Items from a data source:
★ ★ ★ ★ ★ ★ ★

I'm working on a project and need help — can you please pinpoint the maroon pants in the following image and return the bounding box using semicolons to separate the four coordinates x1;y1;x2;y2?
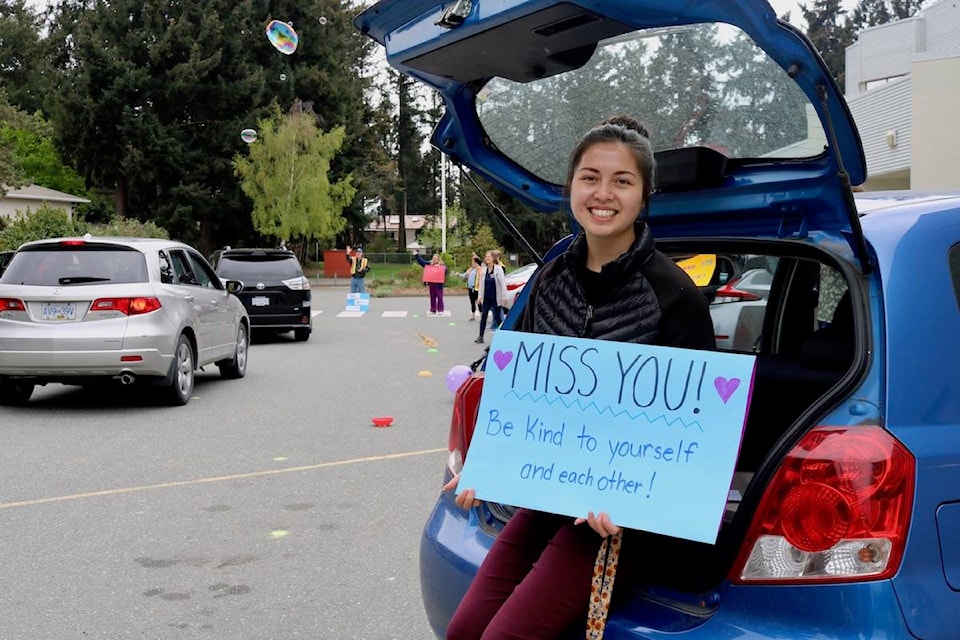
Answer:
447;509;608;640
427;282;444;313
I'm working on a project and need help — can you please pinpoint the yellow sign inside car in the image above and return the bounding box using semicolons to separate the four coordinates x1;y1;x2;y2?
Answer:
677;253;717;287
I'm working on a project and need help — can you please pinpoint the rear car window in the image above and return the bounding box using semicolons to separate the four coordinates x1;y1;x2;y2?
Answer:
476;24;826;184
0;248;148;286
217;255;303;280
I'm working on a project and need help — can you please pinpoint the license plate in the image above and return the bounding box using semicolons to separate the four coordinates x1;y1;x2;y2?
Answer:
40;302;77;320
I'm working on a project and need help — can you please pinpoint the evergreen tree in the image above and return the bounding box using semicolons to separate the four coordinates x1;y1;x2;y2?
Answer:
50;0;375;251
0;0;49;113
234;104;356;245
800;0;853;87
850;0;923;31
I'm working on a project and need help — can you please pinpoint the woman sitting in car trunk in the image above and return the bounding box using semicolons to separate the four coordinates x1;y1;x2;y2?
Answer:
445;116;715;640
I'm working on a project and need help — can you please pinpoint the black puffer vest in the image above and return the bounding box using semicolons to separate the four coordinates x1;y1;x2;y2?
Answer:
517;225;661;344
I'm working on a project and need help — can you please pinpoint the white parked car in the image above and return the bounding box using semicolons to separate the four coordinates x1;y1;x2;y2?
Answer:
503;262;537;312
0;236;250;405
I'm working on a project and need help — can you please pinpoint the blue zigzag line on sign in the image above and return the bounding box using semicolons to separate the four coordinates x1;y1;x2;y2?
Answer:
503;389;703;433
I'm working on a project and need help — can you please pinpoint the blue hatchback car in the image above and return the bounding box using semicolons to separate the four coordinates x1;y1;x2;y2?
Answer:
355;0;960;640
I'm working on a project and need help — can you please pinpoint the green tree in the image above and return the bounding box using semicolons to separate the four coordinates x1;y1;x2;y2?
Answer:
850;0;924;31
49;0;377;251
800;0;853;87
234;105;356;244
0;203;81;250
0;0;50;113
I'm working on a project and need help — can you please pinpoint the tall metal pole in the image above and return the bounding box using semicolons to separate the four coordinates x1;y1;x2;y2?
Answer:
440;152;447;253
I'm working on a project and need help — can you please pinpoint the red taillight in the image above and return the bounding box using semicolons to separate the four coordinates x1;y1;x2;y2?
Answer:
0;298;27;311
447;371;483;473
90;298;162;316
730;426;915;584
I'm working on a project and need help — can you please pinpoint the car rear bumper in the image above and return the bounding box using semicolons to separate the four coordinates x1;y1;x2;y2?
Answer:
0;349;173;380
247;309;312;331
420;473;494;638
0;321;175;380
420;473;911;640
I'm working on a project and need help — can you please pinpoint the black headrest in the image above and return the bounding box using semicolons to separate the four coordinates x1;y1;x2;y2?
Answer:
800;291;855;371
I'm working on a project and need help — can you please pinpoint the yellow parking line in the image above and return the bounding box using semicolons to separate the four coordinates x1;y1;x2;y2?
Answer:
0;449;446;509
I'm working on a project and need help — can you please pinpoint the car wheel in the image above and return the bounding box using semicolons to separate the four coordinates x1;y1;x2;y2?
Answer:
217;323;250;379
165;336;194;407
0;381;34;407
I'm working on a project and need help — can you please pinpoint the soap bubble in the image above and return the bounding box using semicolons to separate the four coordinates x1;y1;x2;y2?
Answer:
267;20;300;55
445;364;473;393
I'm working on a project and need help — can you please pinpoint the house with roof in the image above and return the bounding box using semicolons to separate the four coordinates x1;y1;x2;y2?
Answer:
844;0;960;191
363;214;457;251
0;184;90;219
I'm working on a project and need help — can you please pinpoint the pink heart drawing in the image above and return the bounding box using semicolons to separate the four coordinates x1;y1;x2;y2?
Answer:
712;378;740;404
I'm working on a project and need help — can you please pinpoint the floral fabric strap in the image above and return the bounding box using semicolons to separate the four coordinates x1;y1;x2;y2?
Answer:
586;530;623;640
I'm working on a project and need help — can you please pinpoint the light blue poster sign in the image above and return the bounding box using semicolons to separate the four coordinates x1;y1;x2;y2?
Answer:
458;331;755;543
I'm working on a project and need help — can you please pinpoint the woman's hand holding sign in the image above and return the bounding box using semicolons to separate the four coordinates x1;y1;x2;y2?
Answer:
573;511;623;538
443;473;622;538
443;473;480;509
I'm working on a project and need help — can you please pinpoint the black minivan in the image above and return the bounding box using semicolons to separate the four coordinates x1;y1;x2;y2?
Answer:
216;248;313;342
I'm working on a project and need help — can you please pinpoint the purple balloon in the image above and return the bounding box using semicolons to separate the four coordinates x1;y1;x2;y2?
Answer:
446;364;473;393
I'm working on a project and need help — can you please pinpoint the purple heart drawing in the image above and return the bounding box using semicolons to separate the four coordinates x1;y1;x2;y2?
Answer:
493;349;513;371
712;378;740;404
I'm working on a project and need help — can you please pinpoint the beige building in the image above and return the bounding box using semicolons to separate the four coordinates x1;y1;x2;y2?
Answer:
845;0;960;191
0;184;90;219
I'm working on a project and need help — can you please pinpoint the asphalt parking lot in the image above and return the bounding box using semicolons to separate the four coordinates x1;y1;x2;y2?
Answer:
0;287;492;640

★ ★ ★ ★ ★ ★ ★

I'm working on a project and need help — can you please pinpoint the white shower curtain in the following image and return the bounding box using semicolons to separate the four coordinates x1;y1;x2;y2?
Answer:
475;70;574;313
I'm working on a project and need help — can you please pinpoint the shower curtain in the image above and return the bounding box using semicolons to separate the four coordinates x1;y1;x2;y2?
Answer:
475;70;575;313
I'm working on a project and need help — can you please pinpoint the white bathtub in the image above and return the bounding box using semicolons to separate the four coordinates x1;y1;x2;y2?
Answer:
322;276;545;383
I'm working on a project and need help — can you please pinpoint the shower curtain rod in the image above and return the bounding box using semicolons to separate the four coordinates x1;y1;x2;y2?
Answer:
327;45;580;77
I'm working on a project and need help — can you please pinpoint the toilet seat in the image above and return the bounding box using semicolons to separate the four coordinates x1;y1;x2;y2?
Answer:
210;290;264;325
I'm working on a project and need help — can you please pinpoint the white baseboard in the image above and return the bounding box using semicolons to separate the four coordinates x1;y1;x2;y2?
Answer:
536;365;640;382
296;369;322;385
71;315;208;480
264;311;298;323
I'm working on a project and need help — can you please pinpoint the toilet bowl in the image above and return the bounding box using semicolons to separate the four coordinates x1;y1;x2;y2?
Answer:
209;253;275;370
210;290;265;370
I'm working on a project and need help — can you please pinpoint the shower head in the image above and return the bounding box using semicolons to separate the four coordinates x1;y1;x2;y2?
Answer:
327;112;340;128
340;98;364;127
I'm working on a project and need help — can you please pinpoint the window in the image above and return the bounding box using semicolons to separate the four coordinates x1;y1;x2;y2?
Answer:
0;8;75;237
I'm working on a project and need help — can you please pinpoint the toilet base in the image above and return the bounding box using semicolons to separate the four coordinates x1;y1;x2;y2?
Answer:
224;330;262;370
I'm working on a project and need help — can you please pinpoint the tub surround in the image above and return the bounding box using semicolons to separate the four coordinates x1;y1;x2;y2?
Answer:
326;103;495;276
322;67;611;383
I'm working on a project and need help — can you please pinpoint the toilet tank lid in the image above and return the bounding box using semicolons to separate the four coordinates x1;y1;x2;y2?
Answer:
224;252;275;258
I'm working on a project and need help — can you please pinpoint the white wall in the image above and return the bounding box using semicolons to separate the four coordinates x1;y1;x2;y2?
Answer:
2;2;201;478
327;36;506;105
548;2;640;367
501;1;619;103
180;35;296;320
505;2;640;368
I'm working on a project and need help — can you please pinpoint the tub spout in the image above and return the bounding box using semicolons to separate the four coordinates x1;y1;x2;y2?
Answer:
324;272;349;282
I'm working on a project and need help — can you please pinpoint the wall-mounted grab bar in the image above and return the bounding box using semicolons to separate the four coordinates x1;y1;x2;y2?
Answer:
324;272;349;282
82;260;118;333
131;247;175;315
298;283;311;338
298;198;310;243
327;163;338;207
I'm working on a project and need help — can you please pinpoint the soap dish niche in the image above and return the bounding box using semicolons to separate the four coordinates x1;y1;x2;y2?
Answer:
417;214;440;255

★ ★ ★ ★ ★ ★ ★

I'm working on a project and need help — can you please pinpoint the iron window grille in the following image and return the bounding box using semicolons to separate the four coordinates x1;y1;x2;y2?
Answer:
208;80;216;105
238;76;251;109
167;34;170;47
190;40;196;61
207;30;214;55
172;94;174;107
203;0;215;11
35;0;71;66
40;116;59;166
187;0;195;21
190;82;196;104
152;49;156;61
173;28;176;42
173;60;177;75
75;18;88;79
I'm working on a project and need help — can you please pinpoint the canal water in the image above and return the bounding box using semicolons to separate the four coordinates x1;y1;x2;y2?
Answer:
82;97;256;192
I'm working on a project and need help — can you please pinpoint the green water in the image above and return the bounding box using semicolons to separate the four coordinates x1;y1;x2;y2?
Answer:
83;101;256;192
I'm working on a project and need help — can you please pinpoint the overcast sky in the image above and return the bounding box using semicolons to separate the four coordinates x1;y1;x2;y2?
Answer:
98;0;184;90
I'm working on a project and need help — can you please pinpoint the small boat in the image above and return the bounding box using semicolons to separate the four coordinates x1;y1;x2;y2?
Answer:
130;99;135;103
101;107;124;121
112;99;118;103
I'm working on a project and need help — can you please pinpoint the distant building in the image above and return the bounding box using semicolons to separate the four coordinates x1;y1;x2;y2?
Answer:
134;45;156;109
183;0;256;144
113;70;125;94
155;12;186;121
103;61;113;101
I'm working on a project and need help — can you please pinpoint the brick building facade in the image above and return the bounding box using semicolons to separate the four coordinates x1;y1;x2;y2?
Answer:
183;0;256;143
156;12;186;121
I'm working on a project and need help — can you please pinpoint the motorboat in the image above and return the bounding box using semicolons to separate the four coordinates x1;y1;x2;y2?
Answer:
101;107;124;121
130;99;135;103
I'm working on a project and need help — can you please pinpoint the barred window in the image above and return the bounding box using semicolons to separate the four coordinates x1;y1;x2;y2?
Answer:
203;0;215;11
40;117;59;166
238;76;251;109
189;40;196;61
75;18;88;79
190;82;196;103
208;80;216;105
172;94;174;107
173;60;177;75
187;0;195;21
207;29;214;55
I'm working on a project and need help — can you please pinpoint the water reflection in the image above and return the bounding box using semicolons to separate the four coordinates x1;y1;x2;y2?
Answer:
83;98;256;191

★ ★ ★ ★ ★ ★ ★

§ Stated task
Please duplicate the lines from the one containing "the toilet base" through the one containing "327;163;338;207", inclusive.

§ Worked solution
I'm working on a project and need help — can you please pinpoint the toilet base in the image above and return the bounding box using semicolons to separate the four coordinates x1;y1;x2;y2?
Answer:
224;330;262;370
I'm working on a project and need help — can you please pinpoint the tub surround in the image above and return the bounding box using semicolons to separate the four coordinates x1;y1;x2;y2?
Answer:
326;103;495;276
322;67;611;383
I'm working on a project and need help — can you please pinpoint the toilet tank lid in the image above and return the bounding box using semicolons to separate the four coordinates x1;y1;x2;y2?
Answer:
224;252;275;258
I'm working on a project and need help — can you please pinpoint the white wall in the image above and return the bounding box using semicolons to separate the four coordinates x1;y1;x2;y2?
Answer:
2;2;201;478
327;36;506;105
548;2;640;367
501;1;619;103
180;35;296;320
505;2;640;368
I'm working on a project and need help — can you please pinpoint the tub spout in the image above and return the bounding box using semicolons to separate the four coordinates x1;y1;x2;y2?
Answer:
324;272;349;282
I'm working on a project and need help — can you please pinpoint the wall-mounted grab bar in the image above and return the bounding box using semicolons to separate the four coordinates x1;y1;x2;y2?
Answer:
324;272;349;282
82;260;118;333
131;247;175;315
298;283;311;338
298;198;310;243
327;163;338;207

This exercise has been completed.